> _The task_
Copy out the stretch of the patient adherence article from "We explored two" through "the diseases analyzed.".

> _Passage provided_

Improving patient adherence through data-driven insights

When patients fail to follow prescribed medical regimens, outcomes suffer. A McKinsey study points to areas pharmaceutical companies can address to combat this long-standing industry issue.

Failure to adhere to prescribed-medication regimens is one of the principal reasons patients don’t achieve the expected outcomes from their treatment. Solving this challenge has been a major goal for pharmaceutical and healthcare organizations for decades. Studies show that 50 to 60 percent of patients with chronic illnesses miss doses, take the wrong doses, or drop off treatment in the first year.1 An estimated 125,000 lives are lost annually in the United States and additional healthcare expenditures of $290 billion are driven by nonadherence.2 An estimated 10 percent of hospitalizations in older patients are considered avoidable through improved medication adherence.3 Beyond the primary goal of healthier and longer lives for patients, improved adherence also has a direct impact on pharmaceutical-industry revenues.

In this article we delve into insights from a McKinsey study that examined differences in adherence across diseases, and among branded medications treating the same disease. We find interesting variations among diseases and drugs that we will explore further in this article. The study applied a 360-degree approach to examine factors that may influence patient adherence (see “A 360-degree approach to patient adherence”). We analyzed select patterns in adherence data for the top branded medications in eight disease categories.4 The study principally examined patients in the United States, looking at pharmacy (prescription) data and medical claims using a data set covering millions of patients from Crossix Solutions,5 a data-analytics company. The data contain a host of patient characteristics, including psychographics, socioeconomic indicators, and consumer-purchase patterns, which are referenced in examples throughout.

There are three principle measures of adherence:

  • Persistence. How long patients take a drug before either switching to a new drug or stopping treatment entirely. This is measured by how many patients continue to fill their prescriptions.
  • Compliance. How closely patients follow the prescribed treatment plan. This is measured by how many persistent patients fill their prescribed doses on schedule, based on the approved product label. We have considered patients to be compliant if at least 80 percent of doses, according to approved product label, were filled within the study period.
  • Adherence. Combined view of compliance and persistence, measured by the share of all patients, who fill their prescribed doses on schedule, based on the approved product label. Similar to compliance, we have considered patients to be adherent if at least 80 percent of doses, according to approved product label, were filled within the study period.

We explored two of these dimensions in our analysis: persistence and adherence.

Adherence varies widely among medications treating the same disease

As might be expected, adherence rates varied noticeably among the disease categories examined. Exhibit 1 shows adherence and persistence rates across diseases.

The data show a significant lack of adherence across disease categories, all of which are chronic in nature. Across diseases, 26 to 63 percent of patients do not adhere to the treatment regimen indicated by the approved product label. Further, after one year, 50 percent or fewer patients remained on their treatment across all the diseases analyzed.

Contrary to studies that suggest severe conditions tend to have worse adherence rates,6 our analysis showed that diseases with greater severity, measured by average disability-adjusted life years, tended to have higher median adherence rates. For example, two of the most severe diseases in the study—HIV and multiple sclerosis—had significantly higher median adherence levels than other diseases.

> _Data for pointing to regions by referring expressions_
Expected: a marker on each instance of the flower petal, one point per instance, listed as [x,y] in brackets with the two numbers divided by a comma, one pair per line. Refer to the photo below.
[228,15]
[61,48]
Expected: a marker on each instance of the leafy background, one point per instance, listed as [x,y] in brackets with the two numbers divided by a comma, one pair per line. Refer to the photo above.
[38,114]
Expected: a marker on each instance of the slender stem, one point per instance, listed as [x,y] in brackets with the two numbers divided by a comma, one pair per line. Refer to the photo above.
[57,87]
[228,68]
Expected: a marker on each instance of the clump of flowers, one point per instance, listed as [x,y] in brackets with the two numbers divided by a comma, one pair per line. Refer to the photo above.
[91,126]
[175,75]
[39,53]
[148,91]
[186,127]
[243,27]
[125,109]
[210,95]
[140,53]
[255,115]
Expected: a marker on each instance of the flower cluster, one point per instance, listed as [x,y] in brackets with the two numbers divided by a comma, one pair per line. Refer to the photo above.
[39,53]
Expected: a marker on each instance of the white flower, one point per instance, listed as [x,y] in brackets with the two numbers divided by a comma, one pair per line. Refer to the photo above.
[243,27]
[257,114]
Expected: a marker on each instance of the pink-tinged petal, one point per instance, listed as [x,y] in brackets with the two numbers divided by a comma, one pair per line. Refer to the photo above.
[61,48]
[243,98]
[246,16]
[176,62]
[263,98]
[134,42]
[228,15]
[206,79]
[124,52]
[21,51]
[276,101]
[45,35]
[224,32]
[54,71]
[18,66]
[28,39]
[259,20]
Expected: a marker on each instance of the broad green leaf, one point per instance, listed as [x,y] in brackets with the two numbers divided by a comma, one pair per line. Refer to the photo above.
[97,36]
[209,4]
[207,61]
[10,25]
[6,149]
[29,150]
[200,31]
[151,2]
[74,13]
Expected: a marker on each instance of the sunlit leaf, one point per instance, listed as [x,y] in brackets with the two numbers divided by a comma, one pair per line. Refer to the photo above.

> _Solution_
We explored two of these dimensions in our analysis: persistence and adherence.

Adherence varies widely among medications treating the same disease

As might be expected, adherence rates varied noticeably among the disease categories examined. Exhibit 1 shows adherence and persistence rates across diseases.

The data show a significant lack of adherence across disease categories, all of which are chronic in nature. Across diseases, 26 to 63 percent of patients do not adhere to the treatment regimen indicated by the approved product label. Further, after one year, 50 percent or fewer patients remained on their treatment across all the diseases analyzed.